▶ [Assignment]
Below is a set of entries; copy all of them exactly.

▶ [Data extract]

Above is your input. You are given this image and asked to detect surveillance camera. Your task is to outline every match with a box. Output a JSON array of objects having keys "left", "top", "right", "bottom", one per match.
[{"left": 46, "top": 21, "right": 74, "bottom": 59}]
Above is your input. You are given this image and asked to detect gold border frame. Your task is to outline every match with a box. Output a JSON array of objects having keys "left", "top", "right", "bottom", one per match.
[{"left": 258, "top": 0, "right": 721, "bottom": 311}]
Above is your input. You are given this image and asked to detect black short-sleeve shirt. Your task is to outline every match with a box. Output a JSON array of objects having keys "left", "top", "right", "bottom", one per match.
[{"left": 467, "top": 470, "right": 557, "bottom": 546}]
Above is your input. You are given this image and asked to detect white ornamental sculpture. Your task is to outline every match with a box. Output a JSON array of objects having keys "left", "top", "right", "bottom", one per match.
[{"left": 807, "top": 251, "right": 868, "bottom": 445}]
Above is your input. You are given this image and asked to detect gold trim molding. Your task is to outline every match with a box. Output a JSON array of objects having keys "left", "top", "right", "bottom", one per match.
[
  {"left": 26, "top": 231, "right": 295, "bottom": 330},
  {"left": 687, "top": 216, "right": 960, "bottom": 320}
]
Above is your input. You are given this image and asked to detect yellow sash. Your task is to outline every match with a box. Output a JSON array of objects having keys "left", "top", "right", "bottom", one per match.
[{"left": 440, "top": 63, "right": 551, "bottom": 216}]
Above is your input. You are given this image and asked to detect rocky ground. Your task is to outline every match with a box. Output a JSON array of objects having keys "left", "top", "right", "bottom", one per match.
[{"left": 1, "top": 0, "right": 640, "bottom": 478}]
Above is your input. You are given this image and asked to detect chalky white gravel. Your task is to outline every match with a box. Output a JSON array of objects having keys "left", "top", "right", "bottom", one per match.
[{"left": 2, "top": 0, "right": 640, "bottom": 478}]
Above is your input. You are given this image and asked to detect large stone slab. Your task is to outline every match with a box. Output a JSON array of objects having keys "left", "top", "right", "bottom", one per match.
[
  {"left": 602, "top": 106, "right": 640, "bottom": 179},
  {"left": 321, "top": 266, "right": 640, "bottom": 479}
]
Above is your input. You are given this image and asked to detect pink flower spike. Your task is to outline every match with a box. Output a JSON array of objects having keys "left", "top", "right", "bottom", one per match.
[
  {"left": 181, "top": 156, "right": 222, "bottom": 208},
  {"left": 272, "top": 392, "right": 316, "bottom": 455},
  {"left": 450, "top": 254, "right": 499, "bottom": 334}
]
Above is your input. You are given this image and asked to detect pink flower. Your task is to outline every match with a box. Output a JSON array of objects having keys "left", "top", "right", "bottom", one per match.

▶ [Exercise response]
Above is your input. You are given this image and asked to detect surveillance camera. Your task is to outline every match with a box. Output a JSON array of objects having keys "left", "top", "right", "bottom", one per match.
[{"left": 46, "top": 21, "right": 74, "bottom": 59}]
Above is your input. You are given this image and asked to detect gold border frame. Your task is to outline every match with a box. Output a JSON array of objects having keys "left", "top", "right", "bottom", one per match.
[{"left": 258, "top": 0, "right": 721, "bottom": 311}]
Above is your input. You are given this image and asked to detect black short-sleeve shirt. Your task is to outline every match with a box. Output a JSON array of objects having keys "left", "top", "right", "bottom", one per match.
[{"left": 467, "top": 470, "right": 557, "bottom": 546}]
Above is your input. You are given this image and asked to detect white ornamental sculpture. Your task is to outline every match with a box. Output a JSON array of objects having keys "left", "top", "right", "bottom", one per match.
[{"left": 807, "top": 251, "right": 868, "bottom": 445}]
Above is your input. You are given this image and asked to detect gold trim molding. Your task is to outline every match with a box. Output a JSON array of objects having keys "left", "top", "right", "bottom", one per match.
[
  {"left": 26, "top": 231, "right": 295, "bottom": 330},
  {"left": 687, "top": 216, "right": 960, "bottom": 320}
]
Above is your input. You are given this image and asked to detect yellow sash. Your task is to outline every match with a box. Output a JSON array of objects having keys "left", "top", "right", "bottom", one per match.
[{"left": 440, "top": 63, "right": 551, "bottom": 216}]
Above is your input. You are given this image and asked to detect rocky ground. Your task is to outline every match with a box. Output a JSON array of objects having keys "left", "top", "right", "bottom", one per match.
[{"left": 1, "top": 0, "right": 640, "bottom": 478}]
Above is your input. You are given this image and asked to detect chalky white gravel. Your task is to outline every match with a box. Output a JSON array of objects having keys "left", "top", "right", "bottom", one per match.
[{"left": 2, "top": 0, "right": 640, "bottom": 478}]
Above is your input. You are given this image and asked to detect large stone slab. Your task is to outline every match with a box. Output a JSON array of objects having keys "left", "top", "right", "bottom", one per match.
[
  {"left": 602, "top": 106, "right": 640, "bottom": 179},
  {"left": 321, "top": 266, "right": 640, "bottom": 479}
]
Above is your input. You are given this image and asked to detect pink flower spike. Your task is to outline every match with a box. Output a JSON array of objects having keys "left", "top", "right", "bottom", one per match.
[
  {"left": 181, "top": 156, "right": 222, "bottom": 208},
  {"left": 272, "top": 392, "right": 316, "bottom": 455},
  {"left": 450, "top": 254, "right": 499, "bottom": 334}
]
Above is your input. You are given this image and asked to detect pink flower. Your task is to outline every match with a box. Output a JSON array of objects having keys "left", "top", "right", "bottom", one per match.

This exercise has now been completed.